### AVAILABLE DATA ###
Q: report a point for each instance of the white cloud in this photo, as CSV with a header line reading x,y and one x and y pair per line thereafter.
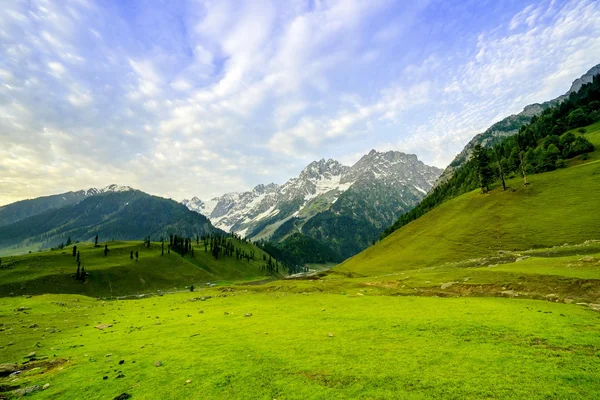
x,y
248,91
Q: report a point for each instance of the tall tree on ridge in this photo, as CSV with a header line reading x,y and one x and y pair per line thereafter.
x,y
482,163
500,169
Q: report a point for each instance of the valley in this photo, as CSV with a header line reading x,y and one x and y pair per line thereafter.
x,y
366,271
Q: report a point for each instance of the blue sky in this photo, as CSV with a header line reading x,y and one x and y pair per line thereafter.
x,y
197,98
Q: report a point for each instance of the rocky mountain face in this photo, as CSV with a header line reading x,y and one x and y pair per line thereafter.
x,y
344,207
20,210
510,125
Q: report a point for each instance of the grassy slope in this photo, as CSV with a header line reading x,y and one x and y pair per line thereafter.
x,y
558,207
383,347
116,274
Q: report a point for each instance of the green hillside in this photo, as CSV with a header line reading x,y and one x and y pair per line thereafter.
x,y
117,275
127,215
558,207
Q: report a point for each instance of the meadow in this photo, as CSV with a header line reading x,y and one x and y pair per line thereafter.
x,y
493,296
301,346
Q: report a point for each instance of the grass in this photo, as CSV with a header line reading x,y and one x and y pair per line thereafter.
x,y
558,207
117,275
478,299
382,347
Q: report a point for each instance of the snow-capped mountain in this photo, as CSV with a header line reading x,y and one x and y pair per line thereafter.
x,y
393,182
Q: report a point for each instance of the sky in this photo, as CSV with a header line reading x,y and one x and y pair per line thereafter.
x,y
183,98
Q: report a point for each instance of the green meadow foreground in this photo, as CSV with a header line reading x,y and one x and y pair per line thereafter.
x,y
300,346
493,296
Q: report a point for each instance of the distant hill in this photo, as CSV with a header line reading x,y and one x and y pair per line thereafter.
x,y
53,271
15,212
510,125
112,215
558,207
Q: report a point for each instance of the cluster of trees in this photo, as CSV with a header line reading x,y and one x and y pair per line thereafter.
x,y
180,244
80,275
271,265
296,251
541,145
223,246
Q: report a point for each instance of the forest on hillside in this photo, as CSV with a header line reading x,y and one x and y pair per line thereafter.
x,y
541,145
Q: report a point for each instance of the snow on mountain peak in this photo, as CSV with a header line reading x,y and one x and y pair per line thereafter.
x,y
325,179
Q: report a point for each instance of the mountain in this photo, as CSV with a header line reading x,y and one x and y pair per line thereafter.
x,y
344,207
557,208
510,125
15,212
115,213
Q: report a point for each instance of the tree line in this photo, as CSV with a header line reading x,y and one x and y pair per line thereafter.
x,y
544,144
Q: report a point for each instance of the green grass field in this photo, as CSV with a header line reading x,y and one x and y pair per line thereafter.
x,y
382,347
558,207
118,275
492,296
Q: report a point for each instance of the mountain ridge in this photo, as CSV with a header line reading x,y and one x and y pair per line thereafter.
x,y
326,190
510,125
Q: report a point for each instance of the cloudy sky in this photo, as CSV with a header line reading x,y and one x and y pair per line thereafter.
x,y
188,97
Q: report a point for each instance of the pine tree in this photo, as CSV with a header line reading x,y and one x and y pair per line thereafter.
x,y
482,163
500,169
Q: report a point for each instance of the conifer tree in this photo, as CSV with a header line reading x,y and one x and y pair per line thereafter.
x,y
484,171
500,169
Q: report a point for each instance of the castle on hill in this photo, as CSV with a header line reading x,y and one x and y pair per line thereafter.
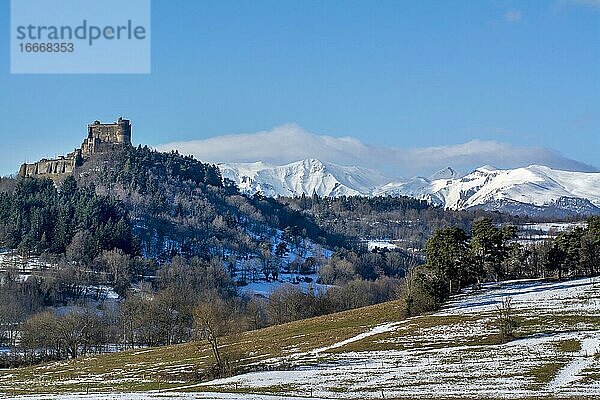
###
YOUR GOAL:
Each entry above should be printed again word for word, with any picture dropped.

RESPONSE TO THIS EXERCISE:
Q: report a point for each instance of the white cloud in this photo, as CSV with a header line reading x,y and one x and y pair per line thereafter.
x,y
248,91
Q: report a point for each instance of the tall tree on ridge in this photo, as CSV with a header line reading x,y and one x and y pair per line thereafter.
x,y
482,163
500,169
Q: report a point for each instance of the valley in this photo, as CSV with a header line reading x,y and one x and y pair per line thereafter.
x,y
366,271
Q: report a point for each instance of the blue sky in this photo, as CSV with a header line reading x,y and one x and y pair per line thereafter.
x,y
197,98
Q: report a point for each instance of the rocky mountain face in this photo, as CSV with a header line reading x,y and one x and y pair per line thereafter.
x,y
344,207
20,210
510,125
Q: report a point for each instance of the grassy slope in this photo, as CSV with a header line reading x,y and one x and y pair per line thereafter.
x,y
558,207
383,347
116,274
Q: report a point for each instance of the green hillside in this photo, as CSV with a header line reading x,y and one x and y pair per line thereafter.
x,y
117,275
127,215
558,207
Q: report a point for each instance of the meadow in this photo, as CSV with a header line reading x,y and one x and y pair per line thereafter.
x,y
493,296
301,346
Q: report a point for each instance of the grass in this photo, as CSV with a header line reading x,y and one x and y pair per line thereafter.
x,y
558,207
117,275
478,299
382,347
Q: report a point for each instance of the snow-capped mountain in this photo, as CSV with a header line reading x,y and one x and y pair per line thereafter.
x,y
393,182
Q: report a point for each instance of the sky in this photo, as CSV with a header line reading x,y and one x and y pair per line thereafter.
x,y
183,98
Q: report a point for each instance of the green meadow foreground in this photo, as CSV with a header line reading x,y and one x and y pair per line thereafter.
x,y
300,346
493,296
Q: report a point for each instance of the distant hill in this photo, as CSV with a header line reading x,y and one x and y pair per line thereafter.
x,y
53,271
15,212
510,125
112,215
558,207
Q: report a point for each instance of the cluster of trees in this photo, as CSV with a header line reading x,y and one x and y pair per line thereafter.
x,y
180,244
80,275
271,265
296,251
541,145
223,246
Q: report a point for each instance of the forest on hillside in this photo, as CSV with a header line reading x,y and one x and y pair per line thereafter.
x,y
541,145
Q: report a point for each instance of the snow on mountain peak in this photo, as CSV with a header line reading x,y and one x and y pair per line thereafter.
x,y
325,179
Q: report a point for each instance of the mountain in this photo, as CSV with a header line reading x,y and one x and y pair per line thereafter.
x,y
344,207
557,208
510,125
15,212
115,213
Q: report a point for each instance of the tree line in this photo, as CSV with a header line reading x,y and one x and y pair per line thereafter.
x,y
544,144
Q: report a point for each instance of the green grass field in this photo, as CSV with a header line reading x,y and one x and y pair per line thereafter.
x,y
382,347
558,207
118,275
492,296
Q: report a point for each instance of the mountain ridge in this photo, as CSV with a header line reading x,y and one x and y pair per line thereafter.
x,y
326,190
510,125
Q: report a point for each instance of the cloudy sky in this photo, as CSV with a header line reading x,y and one x and y pair per line thereafter.
x,y
188,97
Q: report a point for each instance of the pine tree in this photo, as CSV with a header line reading x,y and one x and y pair per line thereafter.
x,y
482,163
500,169
Q: report a point for each instance of the conifer tree in this photo, as CSV with a header line reading x,y and one x and y pair per line thereafter.
x,y
484,171
500,169
Q: report a point for each instance of the castle on hill in this photo, as CSV with a header line reading x,y and one x and y pair per line thereafter.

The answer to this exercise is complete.